Records from a data source:
::::::

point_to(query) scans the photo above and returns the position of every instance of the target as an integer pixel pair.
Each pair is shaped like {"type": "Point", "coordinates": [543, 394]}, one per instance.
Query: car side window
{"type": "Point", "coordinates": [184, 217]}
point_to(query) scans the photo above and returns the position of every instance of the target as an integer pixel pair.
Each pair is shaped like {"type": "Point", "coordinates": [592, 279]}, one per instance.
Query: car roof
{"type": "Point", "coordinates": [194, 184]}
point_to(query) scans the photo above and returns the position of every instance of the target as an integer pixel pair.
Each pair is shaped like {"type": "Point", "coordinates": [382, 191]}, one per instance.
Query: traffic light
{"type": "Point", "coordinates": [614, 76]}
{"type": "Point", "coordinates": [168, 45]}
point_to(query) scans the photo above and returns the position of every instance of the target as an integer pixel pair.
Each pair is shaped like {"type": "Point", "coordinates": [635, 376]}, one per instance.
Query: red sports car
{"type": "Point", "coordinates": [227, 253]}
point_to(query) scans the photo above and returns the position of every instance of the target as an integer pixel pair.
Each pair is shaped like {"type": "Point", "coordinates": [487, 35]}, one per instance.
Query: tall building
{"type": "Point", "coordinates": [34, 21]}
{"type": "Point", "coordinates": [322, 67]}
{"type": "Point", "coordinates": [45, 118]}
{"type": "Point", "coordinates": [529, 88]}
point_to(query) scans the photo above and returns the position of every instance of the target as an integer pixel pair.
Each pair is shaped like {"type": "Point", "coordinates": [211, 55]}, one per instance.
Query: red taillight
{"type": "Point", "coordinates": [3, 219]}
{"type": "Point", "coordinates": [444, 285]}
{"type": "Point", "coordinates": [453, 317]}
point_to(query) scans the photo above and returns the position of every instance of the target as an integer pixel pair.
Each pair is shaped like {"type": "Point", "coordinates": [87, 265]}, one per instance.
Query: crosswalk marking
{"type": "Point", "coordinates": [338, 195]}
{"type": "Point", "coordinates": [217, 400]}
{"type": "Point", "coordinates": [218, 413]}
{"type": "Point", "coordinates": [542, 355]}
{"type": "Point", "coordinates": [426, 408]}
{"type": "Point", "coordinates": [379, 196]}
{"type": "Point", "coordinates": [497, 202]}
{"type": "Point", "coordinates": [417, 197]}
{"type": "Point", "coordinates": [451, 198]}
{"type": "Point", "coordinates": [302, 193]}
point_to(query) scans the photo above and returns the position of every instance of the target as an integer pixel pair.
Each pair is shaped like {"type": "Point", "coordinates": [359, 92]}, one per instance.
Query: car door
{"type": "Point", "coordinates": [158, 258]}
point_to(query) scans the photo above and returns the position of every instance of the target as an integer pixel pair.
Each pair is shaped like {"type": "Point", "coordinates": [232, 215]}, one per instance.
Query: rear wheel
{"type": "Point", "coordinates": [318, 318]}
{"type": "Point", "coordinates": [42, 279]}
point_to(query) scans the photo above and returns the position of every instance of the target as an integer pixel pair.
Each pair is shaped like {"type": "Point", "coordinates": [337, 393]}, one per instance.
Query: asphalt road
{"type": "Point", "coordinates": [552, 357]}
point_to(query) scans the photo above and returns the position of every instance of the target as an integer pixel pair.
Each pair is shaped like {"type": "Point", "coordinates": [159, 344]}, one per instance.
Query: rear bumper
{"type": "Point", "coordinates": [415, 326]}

::::::

All of the entries must be quoted exactly; please include each one.

### Final result
point_to(query) scans the photo above and returns the position of every instance of the target as an integer pixel pair.
Each pair is shaped like {"type": "Point", "coordinates": [543, 394]}, one per instance.
Query: car side window
{"type": "Point", "coordinates": [184, 217]}
point_to(query) scans the photo above and returns the position of every instance of the target as an integer pixel pair.
Each pair is shaped like {"type": "Point", "coordinates": [592, 279]}, one per instance.
Query: car roof
{"type": "Point", "coordinates": [194, 184]}
point_to(query) scans the photo above and returns the position of every instance of the target as an integer pixel pair.
Each pair is shaped like {"type": "Point", "coordinates": [382, 191]}, one per instance.
Query: traffic light
{"type": "Point", "coordinates": [614, 76]}
{"type": "Point", "coordinates": [168, 45]}
point_to(query) scans the photo above and returns the position of every instance of the target as an integer pixel pair.
Each pair is shaped like {"type": "Point", "coordinates": [635, 376]}, one per instance.
Query: red sports car
{"type": "Point", "coordinates": [227, 253]}
point_to(query) scans the photo above and returns the position of every instance of the target as an integer pixel pair.
Each pair is shaped like {"type": "Point", "coordinates": [487, 35]}, one per instance.
Query: tall building
{"type": "Point", "coordinates": [34, 21]}
{"type": "Point", "coordinates": [322, 67]}
{"type": "Point", "coordinates": [45, 118]}
{"type": "Point", "coordinates": [529, 88]}
point_to(query) scans the photo above and returns the position of every instance of the target as an integer pixel pair.
Each pair is shaped like {"type": "Point", "coordinates": [211, 55]}, one per instance.
Query: red taillight
{"type": "Point", "coordinates": [3, 219]}
{"type": "Point", "coordinates": [444, 285]}
{"type": "Point", "coordinates": [453, 317]}
point_to(query) scans the photo above and returns the position of every instance of the target as an integer pixel pair.
Each pair is shaped like {"type": "Point", "coordinates": [87, 265]}, one per instance.
Query: crosswalk marking
{"type": "Point", "coordinates": [338, 195]}
{"type": "Point", "coordinates": [217, 400]}
{"type": "Point", "coordinates": [218, 413]}
{"type": "Point", "coordinates": [542, 355]}
{"type": "Point", "coordinates": [426, 408]}
{"type": "Point", "coordinates": [379, 196]}
{"type": "Point", "coordinates": [497, 202]}
{"type": "Point", "coordinates": [417, 197]}
{"type": "Point", "coordinates": [451, 198]}
{"type": "Point", "coordinates": [302, 193]}
point_to(query) scans the photo above and returns the position of every instance of the target as an integer pixel pair.
Each pair is shaped like {"type": "Point", "coordinates": [359, 92]}, one per instance.
Query: car door
{"type": "Point", "coordinates": [158, 258]}
point_to(query) scans the photo above and returns the position of every instance of the target as an integer pixel pair.
Each pair is shaped like {"type": "Point", "coordinates": [232, 215]}, one per instance.
Query: rear wheel
{"type": "Point", "coordinates": [318, 318]}
{"type": "Point", "coordinates": [42, 279]}
point_to(query) scans the photo above and returns the position of every instance of the target as an integer pixel pair.
Each pair is shaped like {"type": "Point", "coordinates": [337, 393]}, one per instance.
Query: asphalt road
{"type": "Point", "coordinates": [552, 357]}
point_to(query) scans the photo above and returns the position of every instance of the target as an integer pixel pair.
Each pair is shaped like {"type": "Point", "coordinates": [159, 344]}, one per instance.
Query: rear bumper
{"type": "Point", "coordinates": [415, 326]}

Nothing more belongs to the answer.